(Trechos de registros de anotação)
=======

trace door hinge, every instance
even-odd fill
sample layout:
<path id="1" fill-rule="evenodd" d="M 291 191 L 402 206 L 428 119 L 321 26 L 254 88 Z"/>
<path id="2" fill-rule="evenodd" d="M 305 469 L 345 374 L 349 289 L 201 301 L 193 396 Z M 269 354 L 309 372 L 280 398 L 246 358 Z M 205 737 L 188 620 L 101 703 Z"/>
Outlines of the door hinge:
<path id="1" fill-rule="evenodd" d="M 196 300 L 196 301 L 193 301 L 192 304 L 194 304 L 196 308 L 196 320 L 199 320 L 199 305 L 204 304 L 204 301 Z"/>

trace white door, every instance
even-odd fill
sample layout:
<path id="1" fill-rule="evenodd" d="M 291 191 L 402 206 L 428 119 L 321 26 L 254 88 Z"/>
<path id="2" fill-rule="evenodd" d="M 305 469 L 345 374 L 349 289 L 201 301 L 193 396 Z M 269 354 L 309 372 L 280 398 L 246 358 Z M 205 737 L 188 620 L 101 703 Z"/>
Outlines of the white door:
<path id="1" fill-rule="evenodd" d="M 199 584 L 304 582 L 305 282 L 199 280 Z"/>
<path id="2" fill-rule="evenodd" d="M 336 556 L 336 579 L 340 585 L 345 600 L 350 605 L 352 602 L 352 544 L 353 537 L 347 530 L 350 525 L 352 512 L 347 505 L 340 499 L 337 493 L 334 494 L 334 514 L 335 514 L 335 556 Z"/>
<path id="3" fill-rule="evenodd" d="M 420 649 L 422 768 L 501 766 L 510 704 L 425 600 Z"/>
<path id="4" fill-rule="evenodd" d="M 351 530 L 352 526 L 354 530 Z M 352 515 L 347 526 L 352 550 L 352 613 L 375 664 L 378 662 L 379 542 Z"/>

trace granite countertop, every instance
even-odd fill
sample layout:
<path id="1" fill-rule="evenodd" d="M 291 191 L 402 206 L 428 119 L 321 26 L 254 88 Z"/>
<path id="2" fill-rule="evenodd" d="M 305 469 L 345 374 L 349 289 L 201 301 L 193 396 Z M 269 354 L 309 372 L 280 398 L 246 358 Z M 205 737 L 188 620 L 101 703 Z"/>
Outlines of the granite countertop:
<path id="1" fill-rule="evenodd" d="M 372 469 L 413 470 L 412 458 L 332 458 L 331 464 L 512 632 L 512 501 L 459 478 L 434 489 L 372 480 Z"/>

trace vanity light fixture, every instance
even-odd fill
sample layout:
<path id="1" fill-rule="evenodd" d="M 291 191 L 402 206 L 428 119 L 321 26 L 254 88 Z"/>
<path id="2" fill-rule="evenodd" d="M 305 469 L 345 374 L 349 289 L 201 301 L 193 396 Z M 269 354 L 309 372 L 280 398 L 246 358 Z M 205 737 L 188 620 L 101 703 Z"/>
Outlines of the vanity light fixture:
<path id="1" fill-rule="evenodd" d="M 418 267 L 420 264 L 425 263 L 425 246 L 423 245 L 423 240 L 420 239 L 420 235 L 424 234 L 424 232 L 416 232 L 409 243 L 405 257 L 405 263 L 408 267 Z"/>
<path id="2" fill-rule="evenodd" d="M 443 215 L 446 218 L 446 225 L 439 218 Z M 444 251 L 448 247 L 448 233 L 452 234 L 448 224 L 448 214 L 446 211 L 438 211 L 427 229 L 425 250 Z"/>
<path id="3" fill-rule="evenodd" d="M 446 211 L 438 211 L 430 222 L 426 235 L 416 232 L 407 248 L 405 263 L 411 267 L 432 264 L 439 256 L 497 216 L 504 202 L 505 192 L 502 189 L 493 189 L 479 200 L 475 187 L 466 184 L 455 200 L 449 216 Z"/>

=======

- **O que fazer**:
Reproduza todos os registros acima, linha por linha, sem alterar nada.

- **Resultado**:
trace door hinge, every instance
even-odd fill
sample layout:
<path id="1" fill-rule="evenodd" d="M 291 191 L 402 206 L 428 119 L 321 26 L 254 88 Z"/>
<path id="2" fill-rule="evenodd" d="M 305 469 L 345 374 L 349 289 L 201 301 L 193 396 Z M 269 354 L 309 372 L 280 398 L 246 358 Z M 205 737 L 188 620 L 101 703 Z"/>
Outlines of the door hinge:
<path id="1" fill-rule="evenodd" d="M 196 300 L 196 301 L 193 301 L 192 304 L 194 304 L 196 308 L 196 320 L 199 320 L 199 305 L 204 304 L 204 301 Z"/>

trace white door, every instance
even-odd fill
sample layout:
<path id="1" fill-rule="evenodd" d="M 291 191 L 402 206 L 428 119 L 321 26 L 254 88 Z"/>
<path id="2" fill-rule="evenodd" d="M 305 469 L 345 374 L 349 289 L 201 301 L 193 396 Z M 269 354 L 309 372 L 280 398 L 246 358 Z M 205 737 L 188 620 L 101 703 Z"/>
Outlines of the white door:
<path id="1" fill-rule="evenodd" d="M 199 584 L 304 582 L 305 282 L 199 280 Z"/>
<path id="2" fill-rule="evenodd" d="M 336 556 L 336 579 L 340 585 L 345 600 L 350 605 L 352 602 L 352 544 L 353 537 L 347 530 L 350 525 L 352 512 L 347 505 L 340 499 L 337 493 L 334 494 L 334 514 L 335 514 L 335 556 Z"/>
<path id="3" fill-rule="evenodd" d="M 420 649 L 422 768 L 501 766 L 510 704 L 425 600 Z"/>
<path id="4" fill-rule="evenodd" d="M 351 530 L 352 526 L 354 530 Z M 352 515 L 347 526 L 352 550 L 352 613 L 375 664 L 378 662 L 379 542 Z"/>

trace granite countertop, every instance
even-odd fill
sample layout:
<path id="1" fill-rule="evenodd" d="M 291 191 L 402 206 L 428 119 L 321 26 L 254 88 Z"/>
<path id="2" fill-rule="evenodd" d="M 305 469 L 345 374 L 349 289 L 201 301 L 193 396 Z M 269 354 L 309 372 L 280 398 L 246 358 Z M 205 737 L 188 620 L 101 703 Z"/>
Outlines of the granite countertop:
<path id="1" fill-rule="evenodd" d="M 372 469 L 413 470 L 412 458 L 332 458 L 331 464 L 512 632 L 512 501 L 459 478 L 434 489 L 372 480 Z"/>

trace vanity light fixture, every instance
even-odd fill
sample layout:
<path id="1" fill-rule="evenodd" d="M 291 191 L 402 206 L 428 119 L 321 26 L 254 88 Z"/>
<path id="2" fill-rule="evenodd" d="M 305 469 L 345 374 L 349 289 L 201 301 L 193 396 Z M 269 354 L 309 372 L 280 398 L 246 358 Z M 205 737 L 188 620 L 101 703 Z"/>
Outlines of the vanity light fixture:
<path id="1" fill-rule="evenodd" d="M 418 267 L 420 264 L 425 263 L 425 246 L 423 245 L 423 240 L 420 239 L 420 235 L 424 234 L 424 232 L 416 232 L 409 243 L 405 257 L 405 263 L 408 267 Z"/>
<path id="2" fill-rule="evenodd" d="M 443 215 L 446 218 L 446 225 L 439 218 Z M 444 251 L 448 247 L 448 233 L 452 234 L 448 224 L 448 214 L 446 211 L 438 211 L 427 229 L 425 250 Z"/>
<path id="3" fill-rule="evenodd" d="M 446 211 L 438 211 L 430 222 L 426 235 L 416 232 L 407 248 L 405 263 L 411 267 L 432 264 L 439 256 L 497 216 L 504 202 L 505 192 L 502 189 L 493 189 L 479 200 L 475 187 L 466 184 L 455 200 L 449 216 Z"/>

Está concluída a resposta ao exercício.